- [TASK OBJECTIVE] Reproduce, without alteration, the stretch of the records below from the line containing "point_to(query) returns one keypoint per instance of the stream" through the line containing "x=375, y=135".

[Some records]
-- start --
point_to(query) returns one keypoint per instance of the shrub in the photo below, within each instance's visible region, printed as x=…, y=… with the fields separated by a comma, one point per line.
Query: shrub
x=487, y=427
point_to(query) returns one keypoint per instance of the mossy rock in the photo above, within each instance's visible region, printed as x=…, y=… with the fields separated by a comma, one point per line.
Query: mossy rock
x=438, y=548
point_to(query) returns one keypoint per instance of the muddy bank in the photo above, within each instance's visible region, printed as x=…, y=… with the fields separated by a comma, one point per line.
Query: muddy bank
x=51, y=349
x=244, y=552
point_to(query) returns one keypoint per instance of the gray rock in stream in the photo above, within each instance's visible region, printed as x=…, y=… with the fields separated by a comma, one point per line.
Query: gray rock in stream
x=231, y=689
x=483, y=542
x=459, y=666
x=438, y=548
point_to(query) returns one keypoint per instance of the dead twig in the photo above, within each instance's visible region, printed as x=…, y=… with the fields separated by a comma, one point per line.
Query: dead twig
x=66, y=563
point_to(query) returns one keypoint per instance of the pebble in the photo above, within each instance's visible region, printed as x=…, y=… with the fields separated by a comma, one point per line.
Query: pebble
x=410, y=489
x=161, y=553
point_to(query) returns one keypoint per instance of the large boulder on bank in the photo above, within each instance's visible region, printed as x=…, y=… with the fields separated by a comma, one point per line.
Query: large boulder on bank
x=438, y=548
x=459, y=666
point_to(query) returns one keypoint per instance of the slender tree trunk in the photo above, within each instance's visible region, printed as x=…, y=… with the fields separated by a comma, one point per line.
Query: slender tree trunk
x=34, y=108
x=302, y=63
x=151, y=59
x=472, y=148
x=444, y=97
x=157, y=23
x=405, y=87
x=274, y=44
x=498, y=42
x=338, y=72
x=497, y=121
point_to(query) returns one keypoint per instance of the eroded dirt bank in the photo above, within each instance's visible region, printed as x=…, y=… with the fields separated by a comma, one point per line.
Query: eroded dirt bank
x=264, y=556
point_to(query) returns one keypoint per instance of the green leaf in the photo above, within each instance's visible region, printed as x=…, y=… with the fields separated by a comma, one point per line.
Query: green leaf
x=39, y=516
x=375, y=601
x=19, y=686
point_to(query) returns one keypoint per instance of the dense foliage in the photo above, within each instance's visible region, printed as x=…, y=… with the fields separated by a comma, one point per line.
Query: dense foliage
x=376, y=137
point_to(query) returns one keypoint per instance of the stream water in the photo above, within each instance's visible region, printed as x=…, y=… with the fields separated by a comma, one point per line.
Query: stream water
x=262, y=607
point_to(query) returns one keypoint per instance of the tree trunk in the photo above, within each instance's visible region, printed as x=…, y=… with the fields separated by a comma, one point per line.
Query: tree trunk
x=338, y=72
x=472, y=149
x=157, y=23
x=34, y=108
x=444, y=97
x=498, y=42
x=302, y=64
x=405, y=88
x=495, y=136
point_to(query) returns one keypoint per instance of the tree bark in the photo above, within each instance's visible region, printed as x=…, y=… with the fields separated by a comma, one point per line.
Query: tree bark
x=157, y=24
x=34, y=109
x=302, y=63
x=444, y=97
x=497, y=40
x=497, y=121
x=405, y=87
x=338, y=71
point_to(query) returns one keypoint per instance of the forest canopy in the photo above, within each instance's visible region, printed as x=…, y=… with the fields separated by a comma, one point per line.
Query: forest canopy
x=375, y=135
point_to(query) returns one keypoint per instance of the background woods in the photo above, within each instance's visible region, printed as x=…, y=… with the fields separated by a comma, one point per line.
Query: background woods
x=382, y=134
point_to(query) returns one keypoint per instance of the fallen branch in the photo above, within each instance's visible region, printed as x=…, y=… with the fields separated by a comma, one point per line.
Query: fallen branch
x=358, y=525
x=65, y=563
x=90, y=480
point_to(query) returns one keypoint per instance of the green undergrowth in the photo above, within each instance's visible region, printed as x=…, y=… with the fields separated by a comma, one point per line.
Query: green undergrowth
-- end --
- [FINISHED TASK]
point_to(query) returns one keypoint per instance of the stream water in the photo above, within each instance's visible region, printed as x=…, y=… with the fields separated by a comma, one point per line.
Query: stream water
x=262, y=607
point_to(query) returns one keypoint per instance of the tree trunk in the photo above, within each instance's visible region, printed as x=…, y=… with the fields separated by a comma, one point per line.
Query: tree trunk
x=338, y=72
x=472, y=149
x=157, y=23
x=34, y=108
x=444, y=97
x=498, y=42
x=302, y=64
x=405, y=88
x=495, y=136
point_to(query) returns one keypoint per instance of the tree bark in the photo above, within each instance's visible region, printed as x=…, y=… with the fields separated by a comma, one point per line.
Query: tree bark
x=157, y=24
x=34, y=109
x=302, y=63
x=444, y=97
x=497, y=40
x=497, y=121
x=405, y=87
x=338, y=71
point_to(query) returns one keypoint per instance of the forest canopy in the photo above, within each instance's visible region, printed as x=…, y=… with the fields separated by a comma, one point per line.
Query: forest canopy
x=375, y=135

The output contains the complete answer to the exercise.